• Dataset extract:
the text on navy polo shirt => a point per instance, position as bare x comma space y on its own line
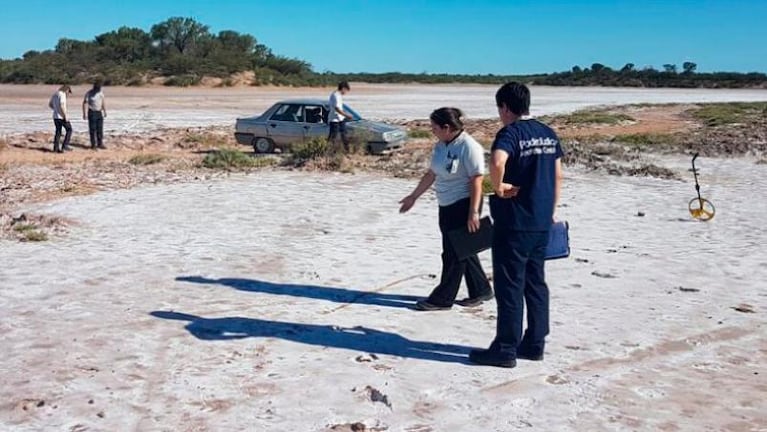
533, 149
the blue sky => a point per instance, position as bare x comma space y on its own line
435, 36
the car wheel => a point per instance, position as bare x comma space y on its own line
263, 145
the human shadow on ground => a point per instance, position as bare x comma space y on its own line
337, 295
358, 338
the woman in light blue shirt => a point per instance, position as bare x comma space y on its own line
456, 171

• Exercise instructions: Format every line of the entries above as a numbered list, skipping blank lines and leaving the pictures out.

• Exercise answer:
1. the text on navy polo shirt => a point per instance, position as bare x comma space y on its own line
2. 533, 149
3. the blue sky => a point per instance, position as bare x comma space y on its own line
4. 435, 36
5. the car wheel => a point per instance, position as bare x comma space y on its own line
6. 263, 145
7. the human shadow on ground => a point per instance, position as bare x comma space y on its own line
8. 337, 295
9. 358, 338
10. the woman in light blue shirt => a point per instance, position as bare x comma space y on its own line
11. 456, 171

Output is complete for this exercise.